### Data for the task
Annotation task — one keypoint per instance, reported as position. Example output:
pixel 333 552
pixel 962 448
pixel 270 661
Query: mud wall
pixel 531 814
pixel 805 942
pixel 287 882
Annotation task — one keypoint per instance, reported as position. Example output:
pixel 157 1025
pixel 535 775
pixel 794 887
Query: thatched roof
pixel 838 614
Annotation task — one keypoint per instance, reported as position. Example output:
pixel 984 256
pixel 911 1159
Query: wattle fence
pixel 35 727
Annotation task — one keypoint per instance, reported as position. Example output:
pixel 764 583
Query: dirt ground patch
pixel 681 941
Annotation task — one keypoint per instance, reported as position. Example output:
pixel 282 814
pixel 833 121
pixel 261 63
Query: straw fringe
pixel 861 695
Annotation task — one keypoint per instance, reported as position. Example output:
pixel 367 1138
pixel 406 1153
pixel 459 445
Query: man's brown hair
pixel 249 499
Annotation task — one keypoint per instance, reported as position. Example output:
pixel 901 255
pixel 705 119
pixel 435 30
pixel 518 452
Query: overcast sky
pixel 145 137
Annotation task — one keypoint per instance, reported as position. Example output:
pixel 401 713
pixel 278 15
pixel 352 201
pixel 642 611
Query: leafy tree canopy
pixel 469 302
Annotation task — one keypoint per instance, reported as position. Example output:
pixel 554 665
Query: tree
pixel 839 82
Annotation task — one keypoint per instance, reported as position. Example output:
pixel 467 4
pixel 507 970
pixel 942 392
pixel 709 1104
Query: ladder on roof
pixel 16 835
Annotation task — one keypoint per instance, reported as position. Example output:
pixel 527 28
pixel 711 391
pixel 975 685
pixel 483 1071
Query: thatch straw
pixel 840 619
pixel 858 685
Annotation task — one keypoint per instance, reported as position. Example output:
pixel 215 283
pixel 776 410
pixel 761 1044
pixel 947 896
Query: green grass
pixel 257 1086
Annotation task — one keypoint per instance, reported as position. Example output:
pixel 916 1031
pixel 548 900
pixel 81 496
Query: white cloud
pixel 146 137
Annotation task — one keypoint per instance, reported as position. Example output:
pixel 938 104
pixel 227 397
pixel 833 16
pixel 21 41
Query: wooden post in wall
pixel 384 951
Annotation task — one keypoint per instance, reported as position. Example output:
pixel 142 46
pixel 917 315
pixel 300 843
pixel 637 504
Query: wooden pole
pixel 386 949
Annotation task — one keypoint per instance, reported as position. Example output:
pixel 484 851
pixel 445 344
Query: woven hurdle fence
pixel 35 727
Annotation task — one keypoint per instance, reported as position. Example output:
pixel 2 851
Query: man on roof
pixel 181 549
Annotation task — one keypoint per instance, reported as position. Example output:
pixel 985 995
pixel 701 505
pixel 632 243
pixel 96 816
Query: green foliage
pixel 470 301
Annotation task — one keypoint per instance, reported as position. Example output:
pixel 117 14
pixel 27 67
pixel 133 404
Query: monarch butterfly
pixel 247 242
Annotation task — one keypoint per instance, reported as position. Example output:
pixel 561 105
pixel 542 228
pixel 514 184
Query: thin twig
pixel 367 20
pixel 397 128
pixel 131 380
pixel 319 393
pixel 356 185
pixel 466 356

--

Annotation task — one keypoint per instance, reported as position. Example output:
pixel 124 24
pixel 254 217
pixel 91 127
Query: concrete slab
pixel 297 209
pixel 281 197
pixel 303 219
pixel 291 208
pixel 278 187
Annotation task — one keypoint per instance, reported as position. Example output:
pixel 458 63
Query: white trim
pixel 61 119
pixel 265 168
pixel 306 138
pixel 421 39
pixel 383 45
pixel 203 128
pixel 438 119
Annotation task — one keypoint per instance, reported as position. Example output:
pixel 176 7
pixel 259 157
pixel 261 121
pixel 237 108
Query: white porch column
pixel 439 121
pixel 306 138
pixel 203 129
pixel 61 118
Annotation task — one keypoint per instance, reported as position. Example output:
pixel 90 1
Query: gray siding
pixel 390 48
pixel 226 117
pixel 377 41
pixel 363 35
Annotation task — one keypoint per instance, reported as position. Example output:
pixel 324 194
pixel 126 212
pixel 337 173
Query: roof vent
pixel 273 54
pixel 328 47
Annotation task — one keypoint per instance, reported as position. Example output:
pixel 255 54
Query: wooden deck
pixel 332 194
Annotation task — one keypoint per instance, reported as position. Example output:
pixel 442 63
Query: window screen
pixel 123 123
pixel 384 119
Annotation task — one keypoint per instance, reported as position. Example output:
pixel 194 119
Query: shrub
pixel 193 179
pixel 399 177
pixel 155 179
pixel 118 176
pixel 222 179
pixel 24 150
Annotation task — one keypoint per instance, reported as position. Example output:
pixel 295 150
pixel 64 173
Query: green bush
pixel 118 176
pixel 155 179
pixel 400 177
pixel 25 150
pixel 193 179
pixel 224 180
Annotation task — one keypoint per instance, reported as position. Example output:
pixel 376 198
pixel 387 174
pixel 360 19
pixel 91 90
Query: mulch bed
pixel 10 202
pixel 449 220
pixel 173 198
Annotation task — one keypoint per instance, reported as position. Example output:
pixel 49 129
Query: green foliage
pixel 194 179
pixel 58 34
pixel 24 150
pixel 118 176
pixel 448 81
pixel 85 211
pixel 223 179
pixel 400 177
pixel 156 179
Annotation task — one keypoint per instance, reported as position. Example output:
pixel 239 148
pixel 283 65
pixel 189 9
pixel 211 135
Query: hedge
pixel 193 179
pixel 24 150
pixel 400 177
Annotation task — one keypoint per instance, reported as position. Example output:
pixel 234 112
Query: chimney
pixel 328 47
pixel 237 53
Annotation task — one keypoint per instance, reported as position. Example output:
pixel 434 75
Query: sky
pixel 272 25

...

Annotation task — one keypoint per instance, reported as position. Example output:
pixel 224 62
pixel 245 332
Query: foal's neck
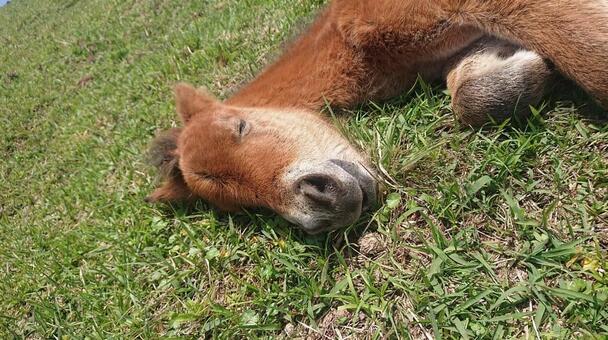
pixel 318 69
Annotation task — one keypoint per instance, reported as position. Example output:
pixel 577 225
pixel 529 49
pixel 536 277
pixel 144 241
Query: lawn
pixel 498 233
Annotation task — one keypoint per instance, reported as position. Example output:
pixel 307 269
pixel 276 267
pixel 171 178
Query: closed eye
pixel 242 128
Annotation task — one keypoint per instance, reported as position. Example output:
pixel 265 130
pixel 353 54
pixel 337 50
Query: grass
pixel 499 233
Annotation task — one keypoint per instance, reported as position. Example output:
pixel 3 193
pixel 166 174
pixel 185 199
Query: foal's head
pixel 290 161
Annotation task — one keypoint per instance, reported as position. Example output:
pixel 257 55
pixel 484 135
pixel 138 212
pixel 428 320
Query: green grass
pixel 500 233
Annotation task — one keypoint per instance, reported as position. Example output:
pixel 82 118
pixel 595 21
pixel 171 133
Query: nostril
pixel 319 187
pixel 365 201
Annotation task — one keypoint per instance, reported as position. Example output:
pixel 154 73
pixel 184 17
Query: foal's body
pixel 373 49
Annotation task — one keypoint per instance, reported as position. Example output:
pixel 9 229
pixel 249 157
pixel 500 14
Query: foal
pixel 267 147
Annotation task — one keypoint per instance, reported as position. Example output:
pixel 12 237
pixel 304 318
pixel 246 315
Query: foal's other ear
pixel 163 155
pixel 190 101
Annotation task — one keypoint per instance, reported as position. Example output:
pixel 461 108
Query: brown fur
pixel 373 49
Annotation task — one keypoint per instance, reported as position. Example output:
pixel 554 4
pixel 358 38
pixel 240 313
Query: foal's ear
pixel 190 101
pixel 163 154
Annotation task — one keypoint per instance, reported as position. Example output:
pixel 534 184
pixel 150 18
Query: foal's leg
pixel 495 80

### Exercise details
List every line of the records above that contains the string "roof", treating uppercase and lowercase letters as distinct.

### Exercise response
Query: thatched roof
Query: ladder on roof
Query: man on roof
Query: roof vent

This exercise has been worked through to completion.